» **Source extract**:
In this project we will be looking at a star wars survey, 'star_wars.csv'. This project will focus on data cleaning so we have a data set ready for analysis. Let's begin by reading the csv file and the first couple rows.

In [1]:
import pandas as pd
import matplotlib.pyplot as plt
import numpy as np
star_wars = pd.read_csv('star_wars.csv', encoding='ISO-8859-1')
star_wars.head(3)
Out[1]:
RespondentID Have you seen any of the 6 films in the Star Wars franchise? Do you consider yourself to be a fan of the Star Wars film franchise? Which of the following Star Wars films have you seen? Please select all that apply. Unnamed: 4 Unnamed: 5 Unnamed: 6 Unnamed: 7 Unnamed: 8 Please rank the Star Wars films in order of preference with 1 being your favorite film in the franchise and 6 being your least favorite film. ... Unnamed: 28 Which character shot first? Are you familiar with the Expanded Universe? Do you consider yourself to be a fan of the Expanded Universe?ξ Do you consider yourself to be a fan of the Star Trek franchise? Gender Age Household Income Education Location (Census Region)
0 NaN Response Response Star Wars: Episode I The Phantom Menace Star Wars: Episode II Attack of the Clones Star Wars: Episode III Revenge of the Sith Star Wars: Episode IV A New Hope Star Wars: Episode V The Empire Strikes Back Star Wars: Episode VI Return of the Jedi Star Wars: Episode I The Phantom Menace ... Yoda Response Response Response Response Response Response Response Response Response
1 3.292880e+09 Yes Yes Star Wars: Episode I The Phantom Menace Star Wars: Episode II Attack of the Clones Star Wars: Episode III Revenge of the Sith Star Wars: Episode IV A New Hope Star Wars: Episode V The Empire Strikes Back Star Wars: Episode VI Return of the Jedi 3 ... Very favorably I don't understand this question Yes No No Male 18-29 NaN High school degree South Atlantic
2 3.292880e+09 No NaN NaN NaN NaN NaN NaN NaN NaN ... NaN NaN NaN NaN Yes Male 18-29 $0 - $24,999 Bachelor degree West South Central

3 rows × 38 columns

In [2]:
print(star_wars.shape)
star_wars.columns
(1187, 38)

» **List of tasks**:
1. In the Star Wars survey notebook, which encoding is passed to pd.read_csv when the file is loaded?
2. Carry the Star Wars survey notebook forward from its last line.

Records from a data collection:
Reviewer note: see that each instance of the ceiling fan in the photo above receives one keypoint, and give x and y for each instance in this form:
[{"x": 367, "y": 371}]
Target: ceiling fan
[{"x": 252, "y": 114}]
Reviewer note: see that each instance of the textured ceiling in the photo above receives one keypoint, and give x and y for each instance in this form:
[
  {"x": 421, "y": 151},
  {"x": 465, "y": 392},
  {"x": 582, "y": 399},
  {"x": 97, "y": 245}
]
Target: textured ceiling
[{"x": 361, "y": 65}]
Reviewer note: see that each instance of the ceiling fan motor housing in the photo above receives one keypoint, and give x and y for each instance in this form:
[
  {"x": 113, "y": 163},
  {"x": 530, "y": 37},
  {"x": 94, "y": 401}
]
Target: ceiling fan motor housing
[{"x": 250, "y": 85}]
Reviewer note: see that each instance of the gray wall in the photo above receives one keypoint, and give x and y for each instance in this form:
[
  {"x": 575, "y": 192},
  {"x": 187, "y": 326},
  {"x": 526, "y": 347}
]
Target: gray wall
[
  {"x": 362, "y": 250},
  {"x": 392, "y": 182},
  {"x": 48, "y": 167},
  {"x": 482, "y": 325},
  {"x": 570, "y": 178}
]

...

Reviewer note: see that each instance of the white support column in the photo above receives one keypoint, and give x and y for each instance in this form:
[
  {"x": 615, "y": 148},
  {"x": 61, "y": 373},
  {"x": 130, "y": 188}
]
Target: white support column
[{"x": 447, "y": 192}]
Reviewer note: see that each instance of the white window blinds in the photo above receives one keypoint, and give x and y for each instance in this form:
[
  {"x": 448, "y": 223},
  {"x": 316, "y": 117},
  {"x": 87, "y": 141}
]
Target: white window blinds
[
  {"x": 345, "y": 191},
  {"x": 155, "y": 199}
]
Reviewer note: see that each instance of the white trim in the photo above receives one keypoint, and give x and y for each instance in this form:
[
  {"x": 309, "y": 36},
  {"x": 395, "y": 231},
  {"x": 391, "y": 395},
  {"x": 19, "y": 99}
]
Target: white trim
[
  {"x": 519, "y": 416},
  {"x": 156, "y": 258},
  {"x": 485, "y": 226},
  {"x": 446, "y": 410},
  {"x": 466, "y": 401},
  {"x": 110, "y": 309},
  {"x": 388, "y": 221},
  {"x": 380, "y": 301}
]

---

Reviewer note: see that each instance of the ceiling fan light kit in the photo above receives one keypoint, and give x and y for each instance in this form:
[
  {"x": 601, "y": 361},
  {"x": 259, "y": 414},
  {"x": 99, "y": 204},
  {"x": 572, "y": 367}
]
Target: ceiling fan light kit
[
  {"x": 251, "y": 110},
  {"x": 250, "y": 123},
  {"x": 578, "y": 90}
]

» **Answers for the tasks**:
1. ISO-8859-1

2.
Out[2]:
Index(['RespondentID',
       'Have you seen any of the 6 films in the Star Wars franchise?',
       'Do you consider yourself to be a fan of the Star Wars film franchise?',
       'Which of the following Star Wars films have you seen? Please select all that apply.',
       'Unnamed: 4', 'Unnamed: 5', 'Unnamed: 6', 'Unnamed: 7', 'Unnamed: 8',
       'Please rank the Star Wars films in order of preference with 1 being your favorite film in the franchise and 6 being your least favorite film.',
       'Unnamed: 10', 'Unnamed: 11', 'Unnamed: 12', 'Unnamed: 13',
       'Unnamed: 14',
       'Please state whether you view the following characters favorably, unfavorably, or are unfamiliar with him/her.',
       'Unnamed: 16', 'Unnamed: 17', 'Unnamed: 18', 'Unnamed: 19',
       'Unnamed: 20', 'Unnamed: 21', 'Unnamed: 22', 'Unnamed: 23',
       'Unnamed: 24', 'Unnamed: 25', 'Unnamed: 26', 'Unnamed: 27',
       'Unnamed: 28', 'Which character shot first?',
       'Are you familiar with the Expanded Universe?',
       'Do you consider yourself to be a fan of the Expanded Universe?ξ',
       'Do you consider yourself to be a fan of the Star Trek franchise?',
       'Gender', 'Age', 'Household Income', 'Education',
       'Location (Census Region)'],
      dtype='object')

It looks like most of these columns are unnamed, but first we'll remove any row without a RespondentID.

In [3]:
star_wars = star_wars[star_wars['RespondentID'].notnull()]

Next we want to convert the "Yes" and "No" strings into booleans. We can use the .map() method along with a dictionary to replace the "Yes" string into True and the "No" string into False.

In [4]:
yes_no = {"Yes": True, "No": False, np.nan:False}

for col in [
    "Have you seen any of the 6 films in the Star Wars franchise?",
    "Do you consider yourself to be a fan of the Star Wars film franchise?"
    ]:
    star_wars[col] = star_wars[col].map(yes_no)

star_wars.head()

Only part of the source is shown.